-- START OF SOURCE RECORDS --

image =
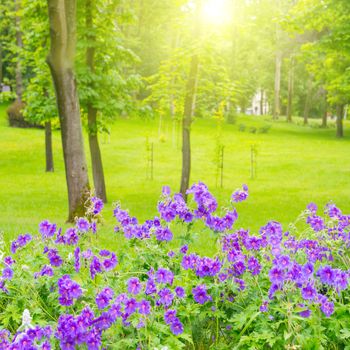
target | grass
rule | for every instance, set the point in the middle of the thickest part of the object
(295, 165)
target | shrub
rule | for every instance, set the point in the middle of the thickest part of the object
(274, 289)
(16, 118)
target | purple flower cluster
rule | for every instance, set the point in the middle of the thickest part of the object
(240, 195)
(68, 290)
(96, 205)
(21, 241)
(175, 324)
(31, 339)
(104, 297)
(132, 229)
(53, 256)
(200, 294)
(202, 266)
(46, 270)
(99, 265)
(47, 229)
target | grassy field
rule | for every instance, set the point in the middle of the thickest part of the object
(295, 165)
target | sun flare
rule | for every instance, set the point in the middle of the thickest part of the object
(216, 12)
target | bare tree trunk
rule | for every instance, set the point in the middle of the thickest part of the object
(189, 107)
(277, 106)
(1, 76)
(290, 90)
(95, 152)
(19, 78)
(307, 102)
(62, 17)
(324, 116)
(48, 147)
(340, 115)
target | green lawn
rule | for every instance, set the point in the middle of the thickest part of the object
(296, 165)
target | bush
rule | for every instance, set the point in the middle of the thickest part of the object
(16, 118)
(275, 289)
(231, 117)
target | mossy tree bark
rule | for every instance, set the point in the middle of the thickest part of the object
(307, 102)
(290, 90)
(189, 107)
(62, 17)
(340, 115)
(19, 41)
(278, 64)
(48, 147)
(95, 152)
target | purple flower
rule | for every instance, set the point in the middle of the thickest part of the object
(95, 266)
(341, 280)
(316, 222)
(104, 297)
(151, 287)
(166, 297)
(110, 263)
(176, 327)
(83, 225)
(71, 237)
(130, 306)
(312, 207)
(7, 273)
(264, 306)
(164, 276)
(309, 292)
(77, 259)
(240, 195)
(46, 271)
(326, 274)
(97, 205)
(163, 234)
(55, 259)
(47, 229)
(166, 191)
(20, 242)
(68, 290)
(134, 286)
(327, 308)
(180, 292)
(144, 307)
(276, 275)
(9, 261)
(200, 294)
(169, 316)
(183, 249)
(254, 266)
(305, 313)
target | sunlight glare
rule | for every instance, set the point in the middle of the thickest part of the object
(216, 12)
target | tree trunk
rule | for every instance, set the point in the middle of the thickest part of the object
(189, 107)
(290, 90)
(19, 78)
(96, 159)
(324, 116)
(62, 17)
(277, 107)
(340, 113)
(48, 147)
(1, 76)
(307, 102)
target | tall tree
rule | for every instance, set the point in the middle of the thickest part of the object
(96, 159)
(189, 107)
(39, 96)
(62, 17)
(19, 41)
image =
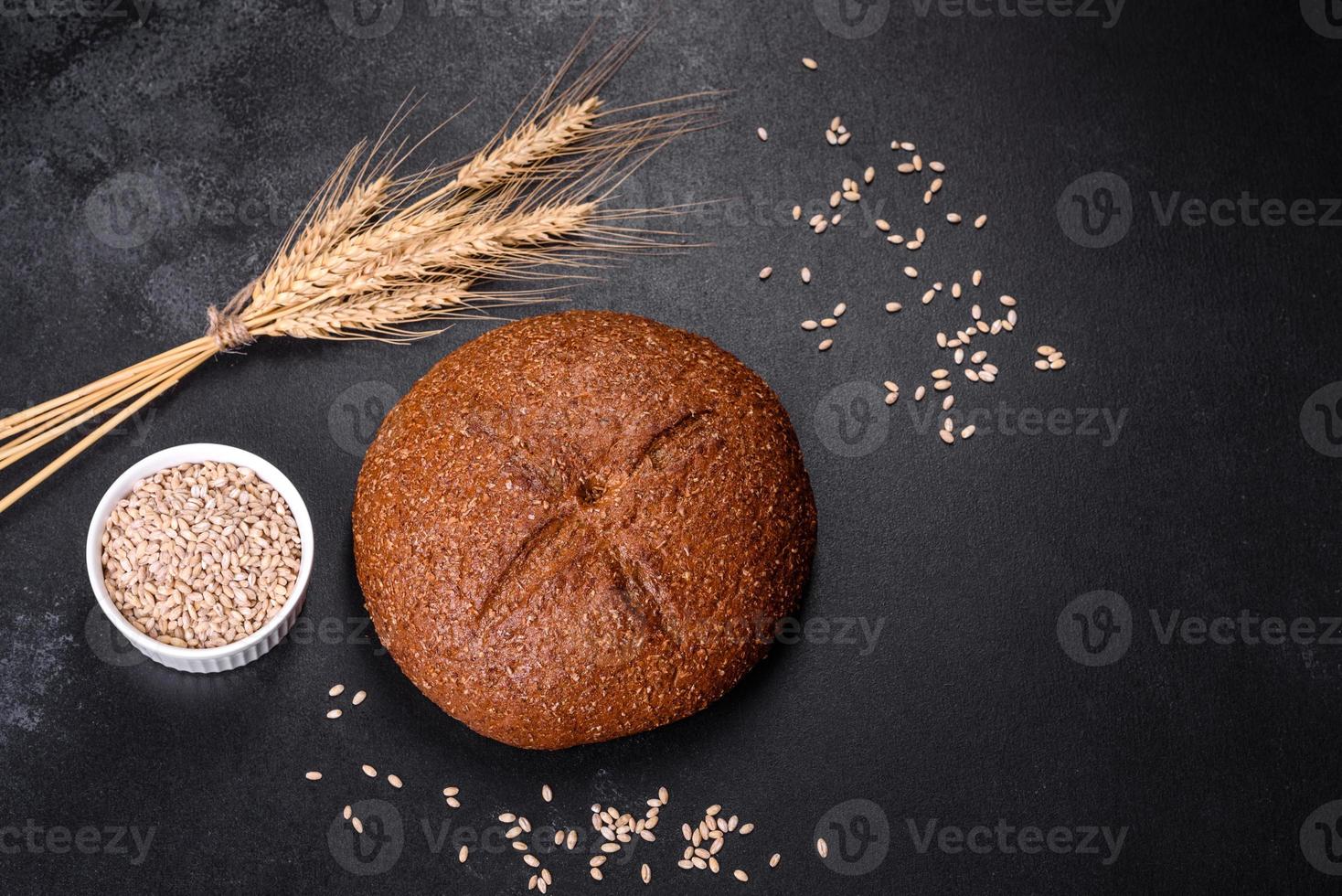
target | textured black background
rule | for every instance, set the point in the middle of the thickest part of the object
(966, 709)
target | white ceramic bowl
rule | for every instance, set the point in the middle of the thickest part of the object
(212, 659)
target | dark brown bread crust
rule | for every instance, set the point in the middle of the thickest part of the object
(581, 526)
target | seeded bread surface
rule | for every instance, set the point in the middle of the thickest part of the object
(581, 526)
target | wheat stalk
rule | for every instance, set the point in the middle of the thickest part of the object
(376, 251)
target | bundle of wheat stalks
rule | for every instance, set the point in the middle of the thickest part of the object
(378, 250)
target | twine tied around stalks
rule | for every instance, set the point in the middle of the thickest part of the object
(226, 325)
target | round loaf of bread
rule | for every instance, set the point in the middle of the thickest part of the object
(581, 526)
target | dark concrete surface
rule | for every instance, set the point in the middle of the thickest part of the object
(1181, 462)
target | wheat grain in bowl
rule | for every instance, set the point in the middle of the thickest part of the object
(200, 554)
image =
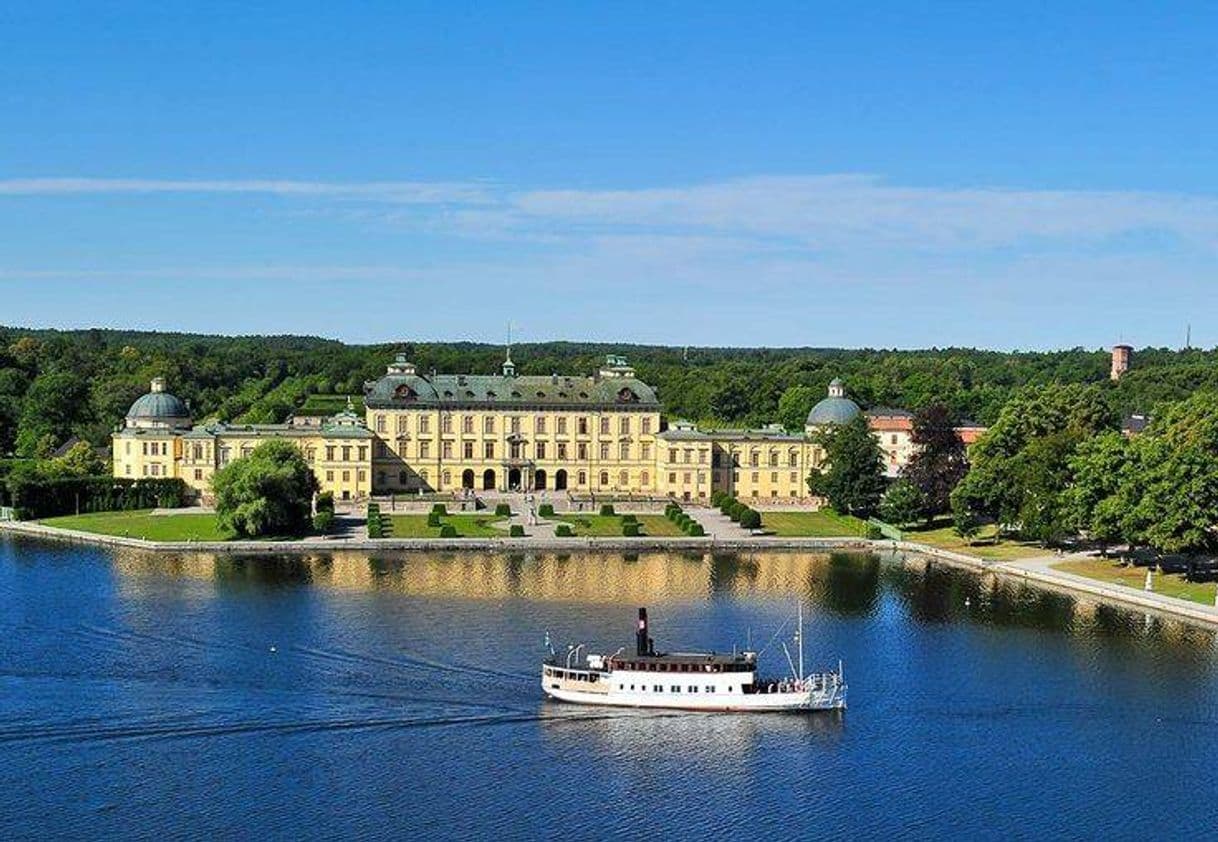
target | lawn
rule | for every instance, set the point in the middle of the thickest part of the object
(468, 525)
(143, 524)
(825, 523)
(1168, 584)
(984, 545)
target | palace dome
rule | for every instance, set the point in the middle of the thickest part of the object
(834, 410)
(158, 407)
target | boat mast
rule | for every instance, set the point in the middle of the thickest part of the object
(800, 633)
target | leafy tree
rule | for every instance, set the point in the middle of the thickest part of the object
(52, 405)
(794, 405)
(939, 461)
(267, 492)
(853, 480)
(1093, 503)
(903, 503)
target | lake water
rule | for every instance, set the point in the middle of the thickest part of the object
(397, 696)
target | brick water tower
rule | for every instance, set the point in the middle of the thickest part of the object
(1121, 357)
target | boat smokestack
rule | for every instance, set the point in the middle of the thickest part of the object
(643, 643)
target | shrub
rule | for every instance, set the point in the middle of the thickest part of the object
(37, 497)
(323, 522)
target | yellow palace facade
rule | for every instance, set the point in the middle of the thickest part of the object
(587, 435)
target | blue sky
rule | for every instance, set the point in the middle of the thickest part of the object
(992, 174)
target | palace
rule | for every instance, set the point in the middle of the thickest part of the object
(602, 435)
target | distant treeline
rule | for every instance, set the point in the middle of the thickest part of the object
(57, 384)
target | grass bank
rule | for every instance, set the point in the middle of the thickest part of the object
(823, 523)
(1166, 584)
(144, 524)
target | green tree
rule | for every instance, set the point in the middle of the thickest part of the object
(794, 405)
(939, 461)
(853, 480)
(903, 503)
(268, 492)
(1093, 503)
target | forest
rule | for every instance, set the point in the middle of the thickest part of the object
(57, 384)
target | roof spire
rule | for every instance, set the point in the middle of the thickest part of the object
(509, 368)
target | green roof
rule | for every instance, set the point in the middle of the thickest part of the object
(400, 391)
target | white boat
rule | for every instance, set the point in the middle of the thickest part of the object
(688, 680)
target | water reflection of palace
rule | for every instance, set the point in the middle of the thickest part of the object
(486, 575)
(843, 584)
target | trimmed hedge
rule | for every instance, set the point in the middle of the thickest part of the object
(323, 522)
(49, 497)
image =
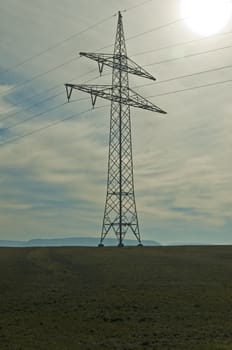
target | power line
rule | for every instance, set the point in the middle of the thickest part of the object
(48, 126)
(185, 76)
(193, 88)
(152, 96)
(189, 55)
(136, 6)
(43, 100)
(180, 44)
(59, 43)
(39, 75)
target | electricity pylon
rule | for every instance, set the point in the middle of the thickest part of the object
(120, 213)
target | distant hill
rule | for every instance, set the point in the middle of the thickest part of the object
(71, 241)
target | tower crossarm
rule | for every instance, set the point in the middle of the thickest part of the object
(132, 99)
(139, 101)
(115, 61)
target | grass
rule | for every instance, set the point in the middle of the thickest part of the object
(161, 298)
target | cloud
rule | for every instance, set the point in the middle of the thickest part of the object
(54, 181)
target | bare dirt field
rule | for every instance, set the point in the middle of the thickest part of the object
(116, 298)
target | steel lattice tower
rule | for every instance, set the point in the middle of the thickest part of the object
(120, 213)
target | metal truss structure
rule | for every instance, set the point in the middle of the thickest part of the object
(120, 213)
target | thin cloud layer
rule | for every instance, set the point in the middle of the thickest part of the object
(53, 183)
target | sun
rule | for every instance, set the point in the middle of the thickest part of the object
(206, 17)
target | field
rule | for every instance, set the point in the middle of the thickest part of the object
(116, 298)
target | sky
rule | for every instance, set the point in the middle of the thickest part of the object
(53, 174)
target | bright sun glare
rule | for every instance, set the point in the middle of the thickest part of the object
(206, 17)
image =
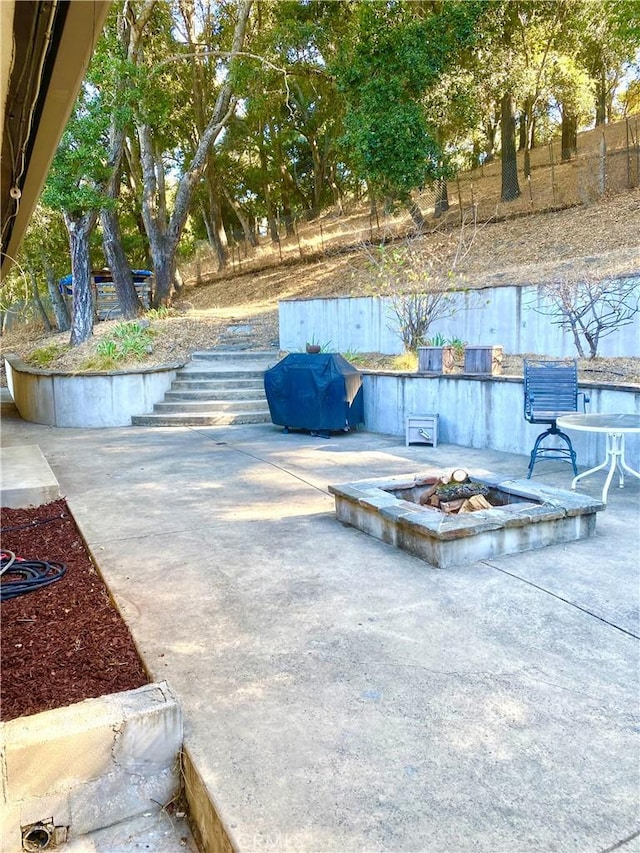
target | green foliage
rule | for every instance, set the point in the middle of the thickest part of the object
(45, 356)
(398, 54)
(407, 361)
(161, 313)
(436, 340)
(130, 341)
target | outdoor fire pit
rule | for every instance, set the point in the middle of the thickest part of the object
(521, 516)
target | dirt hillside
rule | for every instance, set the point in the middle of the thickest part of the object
(600, 239)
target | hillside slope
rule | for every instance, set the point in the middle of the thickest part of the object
(601, 240)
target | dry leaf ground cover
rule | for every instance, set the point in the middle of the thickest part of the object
(599, 240)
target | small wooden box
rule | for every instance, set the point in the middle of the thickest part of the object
(487, 359)
(422, 429)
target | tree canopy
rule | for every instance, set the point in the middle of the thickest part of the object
(204, 119)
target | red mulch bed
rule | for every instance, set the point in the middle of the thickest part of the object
(64, 642)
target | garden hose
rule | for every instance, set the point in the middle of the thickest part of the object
(21, 576)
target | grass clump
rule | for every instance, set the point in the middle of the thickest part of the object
(45, 356)
(129, 342)
(407, 361)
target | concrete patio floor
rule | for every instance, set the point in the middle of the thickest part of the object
(340, 695)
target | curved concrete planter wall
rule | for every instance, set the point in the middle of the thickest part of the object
(89, 400)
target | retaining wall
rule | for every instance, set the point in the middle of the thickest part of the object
(89, 400)
(508, 315)
(486, 411)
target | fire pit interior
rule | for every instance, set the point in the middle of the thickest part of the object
(456, 517)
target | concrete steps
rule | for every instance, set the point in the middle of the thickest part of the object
(216, 388)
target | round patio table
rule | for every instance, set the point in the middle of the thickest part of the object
(615, 426)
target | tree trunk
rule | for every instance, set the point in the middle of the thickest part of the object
(510, 184)
(219, 235)
(416, 214)
(164, 272)
(130, 305)
(249, 233)
(569, 139)
(80, 229)
(164, 232)
(601, 98)
(442, 198)
(35, 295)
(57, 300)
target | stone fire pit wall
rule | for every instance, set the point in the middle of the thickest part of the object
(532, 516)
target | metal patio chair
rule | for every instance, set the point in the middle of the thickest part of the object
(550, 391)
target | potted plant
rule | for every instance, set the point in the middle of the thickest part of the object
(313, 346)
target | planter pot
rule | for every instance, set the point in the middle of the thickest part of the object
(436, 359)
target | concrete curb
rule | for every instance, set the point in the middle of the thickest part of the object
(70, 771)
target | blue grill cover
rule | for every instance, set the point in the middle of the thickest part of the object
(321, 391)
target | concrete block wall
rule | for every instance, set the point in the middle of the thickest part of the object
(91, 764)
(485, 412)
(515, 317)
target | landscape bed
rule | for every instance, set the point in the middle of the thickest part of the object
(65, 642)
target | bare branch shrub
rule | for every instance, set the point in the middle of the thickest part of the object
(419, 293)
(591, 309)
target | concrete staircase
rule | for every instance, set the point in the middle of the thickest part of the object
(216, 388)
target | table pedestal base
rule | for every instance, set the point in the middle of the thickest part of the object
(615, 460)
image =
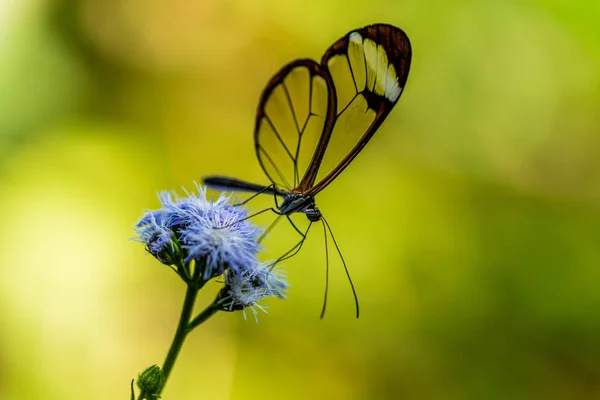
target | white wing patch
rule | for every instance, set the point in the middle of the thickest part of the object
(380, 74)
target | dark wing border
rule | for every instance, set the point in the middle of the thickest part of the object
(399, 53)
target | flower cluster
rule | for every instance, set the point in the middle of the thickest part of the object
(202, 239)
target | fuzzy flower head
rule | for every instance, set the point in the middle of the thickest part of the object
(244, 290)
(212, 235)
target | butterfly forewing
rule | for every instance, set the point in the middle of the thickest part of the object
(313, 119)
(369, 68)
(291, 119)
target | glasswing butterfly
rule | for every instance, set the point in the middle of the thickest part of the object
(315, 117)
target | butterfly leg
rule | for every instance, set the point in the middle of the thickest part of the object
(294, 250)
(265, 189)
(326, 273)
(266, 232)
(325, 224)
(248, 217)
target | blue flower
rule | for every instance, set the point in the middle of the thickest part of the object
(213, 234)
(244, 290)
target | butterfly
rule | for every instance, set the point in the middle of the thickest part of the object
(314, 118)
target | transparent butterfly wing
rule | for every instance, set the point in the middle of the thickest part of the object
(313, 119)
(295, 111)
(369, 69)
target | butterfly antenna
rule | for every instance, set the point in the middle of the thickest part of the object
(345, 267)
(326, 273)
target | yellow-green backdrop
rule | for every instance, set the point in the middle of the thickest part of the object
(470, 224)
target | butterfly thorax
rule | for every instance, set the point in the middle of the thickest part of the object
(297, 202)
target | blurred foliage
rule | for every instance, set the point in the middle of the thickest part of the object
(470, 224)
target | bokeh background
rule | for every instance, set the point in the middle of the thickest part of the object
(471, 222)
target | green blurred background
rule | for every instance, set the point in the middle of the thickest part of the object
(470, 224)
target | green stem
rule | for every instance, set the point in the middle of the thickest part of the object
(180, 334)
(182, 331)
(203, 316)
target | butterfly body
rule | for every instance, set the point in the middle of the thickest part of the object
(298, 202)
(310, 107)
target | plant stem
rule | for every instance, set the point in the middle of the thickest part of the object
(182, 331)
(204, 315)
(180, 334)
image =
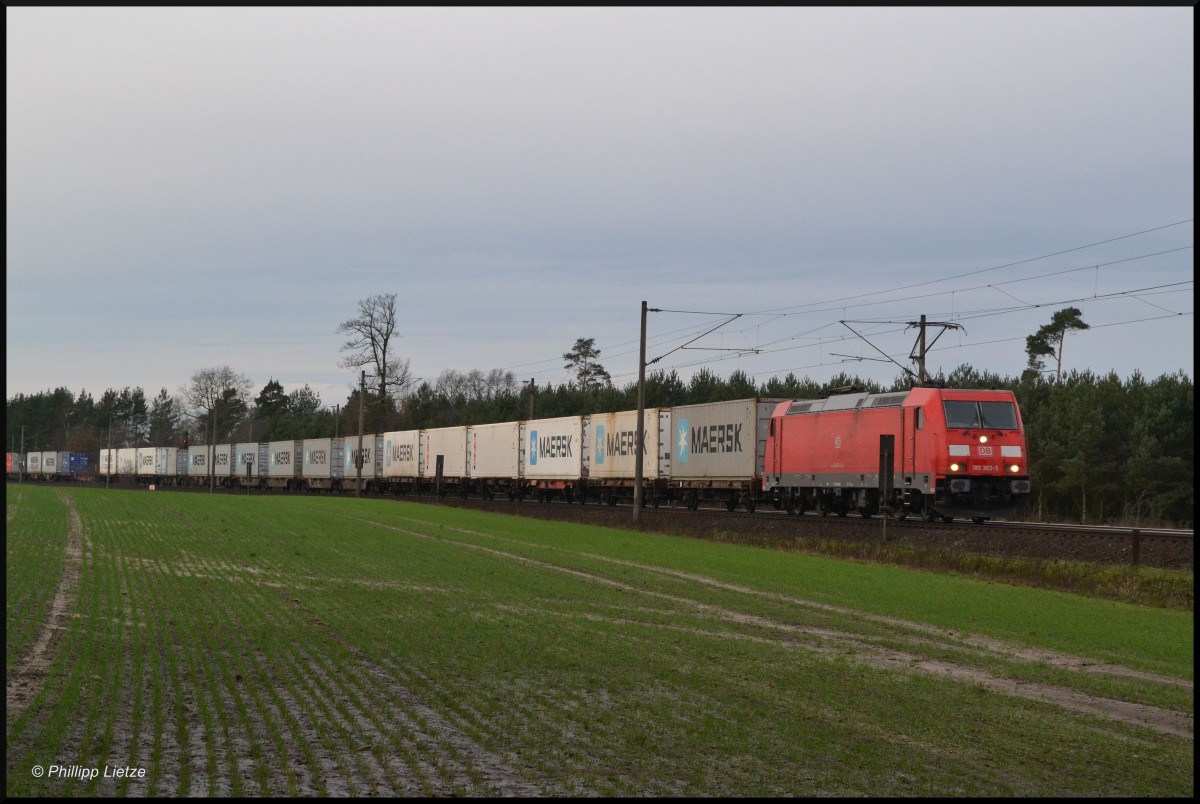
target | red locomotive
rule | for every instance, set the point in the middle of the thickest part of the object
(957, 454)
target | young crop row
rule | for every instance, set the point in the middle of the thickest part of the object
(265, 646)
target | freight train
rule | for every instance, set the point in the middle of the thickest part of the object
(928, 451)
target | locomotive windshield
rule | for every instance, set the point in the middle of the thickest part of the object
(991, 415)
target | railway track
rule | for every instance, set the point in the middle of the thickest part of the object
(1119, 546)
(1173, 550)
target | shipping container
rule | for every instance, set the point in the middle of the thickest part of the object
(449, 444)
(285, 461)
(372, 460)
(145, 462)
(495, 457)
(79, 463)
(205, 462)
(555, 451)
(107, 465)
(249, 459)
(322, 466)
(717, 450)
(402, 455)
(615, 441)
(126, 462)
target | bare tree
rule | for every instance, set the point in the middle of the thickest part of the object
(582, 361)
(371, 335)
(217, 395)
(1048, 341)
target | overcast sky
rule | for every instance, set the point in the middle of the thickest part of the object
(197, 187)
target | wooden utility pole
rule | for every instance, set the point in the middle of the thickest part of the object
(358, 456)
(640, 438)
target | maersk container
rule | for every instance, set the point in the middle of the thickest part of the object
(166, 461)
(495, 451)
(613, 455)
(322, 462)
(249, 455)
(285, 460)
(555, 449)
(107, 465)
(202, 456)
(127, 461)
(719, 441)
(49, 462)
(222, 460)
(450, 443)
(402, 454)
(372, 457)
(197, 463)
(79, 463)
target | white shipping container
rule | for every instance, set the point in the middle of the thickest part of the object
(249, 454)
(322, 459)
(166, 461)
(372, 456)
(201, 456)
(127, 461)
(613, 444)
(496, 450)
(555, 449)
(451, 444)
(197, 461)
(222, 460)
(145, 461)
(285, 459)
(719, 441)
(402, 454)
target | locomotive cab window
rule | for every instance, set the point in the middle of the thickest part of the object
(973, 415)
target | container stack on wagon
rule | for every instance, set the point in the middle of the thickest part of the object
(958, 453)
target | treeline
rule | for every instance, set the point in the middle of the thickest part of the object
(1102, 450)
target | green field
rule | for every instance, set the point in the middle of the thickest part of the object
(312, 646)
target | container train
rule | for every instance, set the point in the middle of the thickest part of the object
(952, 454)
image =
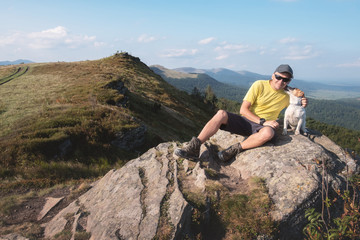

-- END OF SOURCE RECORDS --

EXERCISE OBJECTIVE: Show every line in the records that contains the word "shipping".

REPLY:
target | shipping container
target | white shipping container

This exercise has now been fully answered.